Selected passage
= = = = = = =
The super transmissible COVID-19 variant XBB.1.5 has made it to Arizona and new data from AARP demonstrates that vaccination levels in nursing homes remain troublingly low.
The presence of XBB.1.5 in Arizona is still low, but throughout the pandemic surges related to certain variants have hit Arizona slower than other states, the Arizona Republic reports. But experts say that it isn’t inevitable that levels will skyrocket in tandem with the variant’s emergence.
From David Engelthaler of the Translational Genomics Research Institute (T-Gen):
Although we’ve been seeing it (XBB.1.5) here in Arizona since early December, it hasn’t taken off yet. It’s not one of our dominant strains. Here, it’s one of dozens of subvariants we seem to have in Arizona right now. The best we can do in my mind is work with the most vulnerable, those that are over 70 years of age, make sure their immunity is boosted, whether it’s from a recent infection or a recent booster shot. That’s just going to continue to prevent them from getting a serious outcome.
Unfortunately, seniors in nursing homes are not as protected as they could be. Modern Healthcare reports that AARP is raising alarms after finding that only 47% of nursing home residents and less than a quarter of nursing home staff are up-to-date on vaccines. Arizona lags behind every other state, too, with only 26% of residents fully up-to-date. Ari Houser, senior methods adviser for AARP’s Public Policy Institute points to a lack of initiative on the federal level to maintain boosters:
There was not an extraordinary effort to get nursing home residents vaccinated. There was a normal effort. And so, we have normal results.
= = = = = = =
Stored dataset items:
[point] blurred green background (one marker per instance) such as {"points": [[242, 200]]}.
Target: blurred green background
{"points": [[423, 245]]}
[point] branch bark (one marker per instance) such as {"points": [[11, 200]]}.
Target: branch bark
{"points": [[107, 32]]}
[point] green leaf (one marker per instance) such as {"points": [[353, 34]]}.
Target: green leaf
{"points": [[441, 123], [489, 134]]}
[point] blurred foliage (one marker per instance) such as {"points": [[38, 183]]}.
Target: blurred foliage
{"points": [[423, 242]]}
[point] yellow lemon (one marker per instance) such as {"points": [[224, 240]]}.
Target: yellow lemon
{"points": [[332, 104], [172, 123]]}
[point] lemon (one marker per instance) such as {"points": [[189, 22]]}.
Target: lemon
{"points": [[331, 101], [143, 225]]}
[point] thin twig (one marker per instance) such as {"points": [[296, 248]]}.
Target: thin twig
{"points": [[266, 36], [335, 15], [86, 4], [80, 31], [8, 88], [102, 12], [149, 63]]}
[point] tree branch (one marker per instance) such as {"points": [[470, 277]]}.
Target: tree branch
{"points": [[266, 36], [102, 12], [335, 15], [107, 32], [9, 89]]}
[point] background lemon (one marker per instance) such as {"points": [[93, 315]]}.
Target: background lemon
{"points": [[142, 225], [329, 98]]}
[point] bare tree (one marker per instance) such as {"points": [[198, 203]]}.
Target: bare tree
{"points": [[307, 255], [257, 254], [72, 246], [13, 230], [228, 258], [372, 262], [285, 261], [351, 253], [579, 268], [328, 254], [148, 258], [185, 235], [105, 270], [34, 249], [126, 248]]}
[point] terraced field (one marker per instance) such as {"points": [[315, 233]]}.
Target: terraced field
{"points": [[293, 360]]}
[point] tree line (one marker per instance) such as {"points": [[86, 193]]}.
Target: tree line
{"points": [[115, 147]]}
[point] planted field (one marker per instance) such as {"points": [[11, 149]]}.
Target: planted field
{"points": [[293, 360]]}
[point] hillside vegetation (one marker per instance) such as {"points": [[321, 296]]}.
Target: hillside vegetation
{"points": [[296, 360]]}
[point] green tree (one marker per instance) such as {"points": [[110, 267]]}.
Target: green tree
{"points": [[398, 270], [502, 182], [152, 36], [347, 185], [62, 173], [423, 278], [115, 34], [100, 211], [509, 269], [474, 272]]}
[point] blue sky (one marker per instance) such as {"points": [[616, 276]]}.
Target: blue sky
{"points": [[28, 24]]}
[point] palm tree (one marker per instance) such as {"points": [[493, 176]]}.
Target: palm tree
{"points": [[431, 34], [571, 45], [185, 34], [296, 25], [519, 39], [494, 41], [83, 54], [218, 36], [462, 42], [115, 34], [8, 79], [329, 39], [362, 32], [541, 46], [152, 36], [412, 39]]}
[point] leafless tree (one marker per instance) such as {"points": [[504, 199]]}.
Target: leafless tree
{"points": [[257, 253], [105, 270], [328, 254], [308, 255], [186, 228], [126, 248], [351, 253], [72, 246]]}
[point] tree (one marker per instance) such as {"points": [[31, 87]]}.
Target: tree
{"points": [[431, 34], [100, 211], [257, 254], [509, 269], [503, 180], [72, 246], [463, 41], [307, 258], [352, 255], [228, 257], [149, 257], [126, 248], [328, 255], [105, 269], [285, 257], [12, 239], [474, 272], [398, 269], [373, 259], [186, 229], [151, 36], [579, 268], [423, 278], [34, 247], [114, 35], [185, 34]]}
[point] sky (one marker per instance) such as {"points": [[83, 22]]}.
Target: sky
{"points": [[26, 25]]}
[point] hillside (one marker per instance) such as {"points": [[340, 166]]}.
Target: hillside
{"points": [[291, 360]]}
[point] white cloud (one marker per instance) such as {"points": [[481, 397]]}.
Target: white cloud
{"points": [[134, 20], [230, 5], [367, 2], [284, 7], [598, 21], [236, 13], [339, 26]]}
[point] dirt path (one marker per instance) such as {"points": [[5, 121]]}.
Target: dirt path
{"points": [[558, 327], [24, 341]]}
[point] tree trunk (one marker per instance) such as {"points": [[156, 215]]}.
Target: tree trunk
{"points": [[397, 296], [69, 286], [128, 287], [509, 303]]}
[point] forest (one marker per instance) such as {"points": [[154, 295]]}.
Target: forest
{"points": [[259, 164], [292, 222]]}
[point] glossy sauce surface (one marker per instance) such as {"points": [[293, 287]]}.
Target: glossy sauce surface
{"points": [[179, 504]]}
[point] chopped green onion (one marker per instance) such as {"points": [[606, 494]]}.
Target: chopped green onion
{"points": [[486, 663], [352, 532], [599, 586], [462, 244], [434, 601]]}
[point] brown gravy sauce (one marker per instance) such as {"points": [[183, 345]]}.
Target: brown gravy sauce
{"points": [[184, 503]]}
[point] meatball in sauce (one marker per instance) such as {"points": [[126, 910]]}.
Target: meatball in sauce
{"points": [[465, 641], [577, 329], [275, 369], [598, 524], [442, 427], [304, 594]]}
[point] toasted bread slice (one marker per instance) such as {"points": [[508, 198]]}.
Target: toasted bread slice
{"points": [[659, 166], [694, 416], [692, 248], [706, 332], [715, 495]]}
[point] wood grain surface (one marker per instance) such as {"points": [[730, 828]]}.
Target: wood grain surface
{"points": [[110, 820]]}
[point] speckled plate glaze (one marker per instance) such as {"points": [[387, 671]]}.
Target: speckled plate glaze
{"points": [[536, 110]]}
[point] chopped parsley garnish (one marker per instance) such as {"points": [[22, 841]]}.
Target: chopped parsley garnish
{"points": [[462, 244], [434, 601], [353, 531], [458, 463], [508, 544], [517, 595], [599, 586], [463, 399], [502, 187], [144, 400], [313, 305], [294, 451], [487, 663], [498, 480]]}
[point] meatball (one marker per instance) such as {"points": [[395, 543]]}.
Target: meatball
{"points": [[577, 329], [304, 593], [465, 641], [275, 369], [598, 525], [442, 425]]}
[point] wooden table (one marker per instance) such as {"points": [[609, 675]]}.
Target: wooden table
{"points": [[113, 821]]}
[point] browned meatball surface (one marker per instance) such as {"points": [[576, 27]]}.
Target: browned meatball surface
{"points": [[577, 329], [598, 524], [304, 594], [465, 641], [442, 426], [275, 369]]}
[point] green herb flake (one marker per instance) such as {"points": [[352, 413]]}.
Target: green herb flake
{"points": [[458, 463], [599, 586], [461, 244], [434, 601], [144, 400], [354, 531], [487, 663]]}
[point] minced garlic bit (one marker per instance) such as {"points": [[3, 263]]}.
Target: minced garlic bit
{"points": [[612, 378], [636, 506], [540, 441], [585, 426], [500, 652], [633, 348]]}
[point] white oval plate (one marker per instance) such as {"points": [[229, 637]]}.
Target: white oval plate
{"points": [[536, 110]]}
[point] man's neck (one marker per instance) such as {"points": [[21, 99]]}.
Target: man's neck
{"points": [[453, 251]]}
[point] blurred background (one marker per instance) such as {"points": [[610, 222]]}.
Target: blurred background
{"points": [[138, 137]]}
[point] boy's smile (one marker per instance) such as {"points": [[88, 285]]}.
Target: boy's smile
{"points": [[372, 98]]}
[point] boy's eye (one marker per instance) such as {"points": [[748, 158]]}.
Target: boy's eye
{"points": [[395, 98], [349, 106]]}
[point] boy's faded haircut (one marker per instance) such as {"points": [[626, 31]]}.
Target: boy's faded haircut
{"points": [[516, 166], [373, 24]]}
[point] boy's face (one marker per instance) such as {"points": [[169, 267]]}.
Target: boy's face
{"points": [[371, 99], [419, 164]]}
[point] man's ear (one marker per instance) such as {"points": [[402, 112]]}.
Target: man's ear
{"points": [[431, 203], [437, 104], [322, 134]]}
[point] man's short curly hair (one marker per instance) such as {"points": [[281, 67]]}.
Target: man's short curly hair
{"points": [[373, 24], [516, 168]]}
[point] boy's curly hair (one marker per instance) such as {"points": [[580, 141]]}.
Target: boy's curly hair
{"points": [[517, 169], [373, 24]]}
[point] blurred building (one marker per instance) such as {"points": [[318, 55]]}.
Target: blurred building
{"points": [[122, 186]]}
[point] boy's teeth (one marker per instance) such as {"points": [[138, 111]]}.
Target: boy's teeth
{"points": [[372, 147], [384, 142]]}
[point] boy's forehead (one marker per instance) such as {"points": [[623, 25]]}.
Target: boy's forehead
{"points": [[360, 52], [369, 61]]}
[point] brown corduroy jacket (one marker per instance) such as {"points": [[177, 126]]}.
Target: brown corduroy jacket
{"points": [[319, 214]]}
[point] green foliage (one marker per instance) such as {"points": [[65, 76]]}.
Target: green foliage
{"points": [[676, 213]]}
= = = = = = =
Task 1
According to the XBB.1.5 article, what share of Arizona nursing home residents are fully up-to-date on vaccines?
Task 2
Render this sentence from the XBB.1.5 article in Spanish: "Unfortunately, seniors in nursing homes are not as protected as they could be."
Task 3
Rewrite the XBB.1.5 article starting at "The presence of" and ending at "a serious outcome.", with "boosted" changed to "strengthened".

Written solution 1
Only 26%.

Written solution 2
Lamentablemente, las personas mayores en los hogares de ancianos no están tan protegidas como podrían estarlo.

Written solution 3
The presence of XBB.1.5 in Arizona is still low, but throughout the pandemic surges related to certain variants have hit Arizona slower than other states, the Arizona Republic reports. But experts say that it isn’t inevitable that levels will skyrocket in tandem with the variant’s emergence.
From David Engelthaler of the Translational Genomics Research Institute (T-Gen):
Although we’ve been seeing it (XBB.1.5) here in Arizona since early December, it hasn’t taken off yet. It’s not one of our dominant strains. Here, it’s one of dozens of subvariants we seem to have in Arizona right now. The best we can do in my mind is work with the most vulnerable, those that are over 70 years of age, make sure their immunity is strengthened, whether it’s from a recent infection or a recent booster shot. That’s just going to continue to prevent them from getting a serious outcome.